Start of STUDY MATERIAL

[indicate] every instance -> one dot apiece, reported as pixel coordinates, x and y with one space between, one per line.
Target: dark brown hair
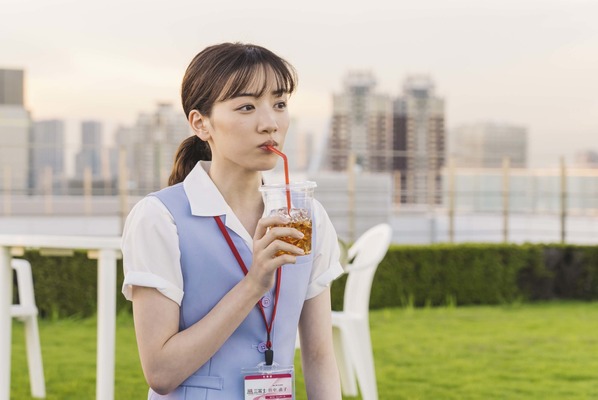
219 73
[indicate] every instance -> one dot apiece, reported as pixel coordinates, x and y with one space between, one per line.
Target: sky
532 63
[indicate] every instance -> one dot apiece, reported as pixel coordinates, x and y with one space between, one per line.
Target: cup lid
291 186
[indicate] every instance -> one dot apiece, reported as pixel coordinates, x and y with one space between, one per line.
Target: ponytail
190 152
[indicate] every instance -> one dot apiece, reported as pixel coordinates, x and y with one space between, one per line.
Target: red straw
286 174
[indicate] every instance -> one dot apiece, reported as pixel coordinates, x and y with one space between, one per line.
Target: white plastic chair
26 311
351 327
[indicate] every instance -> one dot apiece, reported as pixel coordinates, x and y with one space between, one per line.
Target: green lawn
529 351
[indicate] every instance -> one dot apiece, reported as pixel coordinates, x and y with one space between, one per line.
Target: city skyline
528 63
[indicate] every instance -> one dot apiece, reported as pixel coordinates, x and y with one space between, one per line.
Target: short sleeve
150 247
326 261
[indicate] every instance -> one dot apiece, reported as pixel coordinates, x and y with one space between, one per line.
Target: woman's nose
267 122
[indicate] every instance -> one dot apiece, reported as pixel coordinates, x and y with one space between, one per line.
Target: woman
200 321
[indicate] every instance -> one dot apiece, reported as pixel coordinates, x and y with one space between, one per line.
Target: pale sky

End of STUDY MATERIAL

Return only the lines running from the line with "Target: woman's nose" to the last line of the records, both included, exactly as written.

SOLUTION TO THIS EXERCISE:
Target: woman's nose
267 122
[indicate] every instance -> one dot apiece, reported as pixel coordinates, x and y with one space between, one per line.
Target: woman
200 321
[indicate] every instance -> one dot apiece, reported as pixel coordinates, x and y with one space between, one per line.
Target: pale sky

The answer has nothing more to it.